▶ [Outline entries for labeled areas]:
>>>

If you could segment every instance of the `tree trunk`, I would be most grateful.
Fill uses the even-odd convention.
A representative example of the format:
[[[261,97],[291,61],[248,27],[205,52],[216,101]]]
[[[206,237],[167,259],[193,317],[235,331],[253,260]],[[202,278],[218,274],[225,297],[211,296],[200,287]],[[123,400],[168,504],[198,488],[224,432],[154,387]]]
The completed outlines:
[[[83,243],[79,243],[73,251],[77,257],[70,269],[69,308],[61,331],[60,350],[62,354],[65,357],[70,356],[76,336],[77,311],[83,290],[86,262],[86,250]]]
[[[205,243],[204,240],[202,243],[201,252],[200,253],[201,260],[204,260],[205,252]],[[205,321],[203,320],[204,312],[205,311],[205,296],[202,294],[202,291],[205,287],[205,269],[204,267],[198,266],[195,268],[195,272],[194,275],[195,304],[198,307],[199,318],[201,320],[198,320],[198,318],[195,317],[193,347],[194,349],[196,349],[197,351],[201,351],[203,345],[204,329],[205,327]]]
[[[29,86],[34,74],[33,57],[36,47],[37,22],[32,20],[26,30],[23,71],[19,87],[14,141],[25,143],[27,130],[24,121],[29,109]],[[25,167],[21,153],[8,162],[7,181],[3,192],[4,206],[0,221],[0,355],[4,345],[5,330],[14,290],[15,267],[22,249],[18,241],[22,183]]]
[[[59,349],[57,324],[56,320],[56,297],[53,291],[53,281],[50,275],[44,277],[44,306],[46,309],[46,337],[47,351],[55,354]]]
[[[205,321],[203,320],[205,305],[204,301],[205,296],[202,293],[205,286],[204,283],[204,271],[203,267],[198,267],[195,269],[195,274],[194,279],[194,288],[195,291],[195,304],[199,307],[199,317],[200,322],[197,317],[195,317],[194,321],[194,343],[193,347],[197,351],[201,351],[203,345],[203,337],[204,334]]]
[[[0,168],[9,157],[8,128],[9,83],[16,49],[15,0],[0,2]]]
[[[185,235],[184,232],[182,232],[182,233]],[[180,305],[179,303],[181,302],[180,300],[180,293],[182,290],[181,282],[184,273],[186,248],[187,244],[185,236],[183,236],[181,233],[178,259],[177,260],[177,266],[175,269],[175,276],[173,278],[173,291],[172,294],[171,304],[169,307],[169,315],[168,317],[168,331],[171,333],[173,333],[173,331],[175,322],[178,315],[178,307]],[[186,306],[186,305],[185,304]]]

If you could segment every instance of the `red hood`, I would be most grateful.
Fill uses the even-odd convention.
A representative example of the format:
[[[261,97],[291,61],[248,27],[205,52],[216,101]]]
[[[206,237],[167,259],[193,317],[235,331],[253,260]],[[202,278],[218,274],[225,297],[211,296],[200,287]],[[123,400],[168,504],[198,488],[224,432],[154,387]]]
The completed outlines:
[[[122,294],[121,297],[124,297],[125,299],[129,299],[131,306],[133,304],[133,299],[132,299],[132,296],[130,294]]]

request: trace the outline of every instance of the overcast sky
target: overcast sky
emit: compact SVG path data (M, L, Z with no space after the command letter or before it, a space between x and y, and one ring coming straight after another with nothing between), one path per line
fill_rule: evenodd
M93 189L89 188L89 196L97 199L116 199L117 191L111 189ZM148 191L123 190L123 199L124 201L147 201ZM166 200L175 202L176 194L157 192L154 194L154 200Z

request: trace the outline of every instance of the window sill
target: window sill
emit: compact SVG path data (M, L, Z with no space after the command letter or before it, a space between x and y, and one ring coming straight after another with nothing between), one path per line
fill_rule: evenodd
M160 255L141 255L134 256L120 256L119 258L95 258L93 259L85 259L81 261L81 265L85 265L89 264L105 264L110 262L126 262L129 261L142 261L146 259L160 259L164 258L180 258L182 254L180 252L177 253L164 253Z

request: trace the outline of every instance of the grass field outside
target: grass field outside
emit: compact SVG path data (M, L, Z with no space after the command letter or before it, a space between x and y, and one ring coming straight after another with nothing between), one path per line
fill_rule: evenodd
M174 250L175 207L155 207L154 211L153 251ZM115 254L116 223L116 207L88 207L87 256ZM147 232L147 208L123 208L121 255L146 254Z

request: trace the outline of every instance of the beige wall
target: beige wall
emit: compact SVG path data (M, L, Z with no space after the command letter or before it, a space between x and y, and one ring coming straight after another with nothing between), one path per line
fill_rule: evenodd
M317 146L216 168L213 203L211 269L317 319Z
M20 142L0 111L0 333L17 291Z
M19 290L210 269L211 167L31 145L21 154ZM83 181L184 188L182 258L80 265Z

<<<
>>>

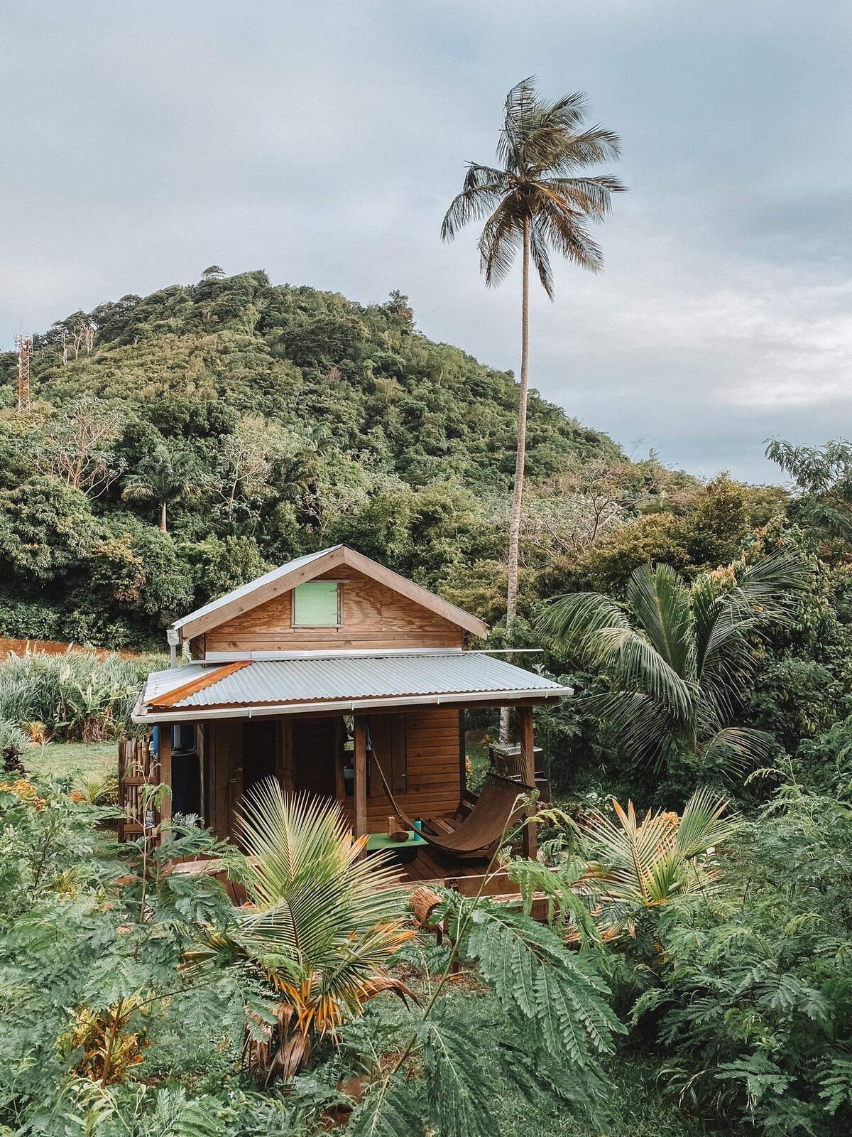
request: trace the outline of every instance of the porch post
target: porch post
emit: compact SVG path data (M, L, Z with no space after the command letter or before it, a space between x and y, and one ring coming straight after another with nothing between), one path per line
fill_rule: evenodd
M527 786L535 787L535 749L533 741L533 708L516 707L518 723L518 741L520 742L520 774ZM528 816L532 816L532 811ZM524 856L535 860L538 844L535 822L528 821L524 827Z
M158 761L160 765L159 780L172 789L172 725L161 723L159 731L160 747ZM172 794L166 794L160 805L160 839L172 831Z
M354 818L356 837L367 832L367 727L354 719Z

<<<

▶ [THE PROBLEM]: Collect every line of the entries that contains the string "post". Count a line only if the letters match in case.

▶ [WRITTEN RESPONSE]:
request: trace the outline of every instance of the porch post
target: porch post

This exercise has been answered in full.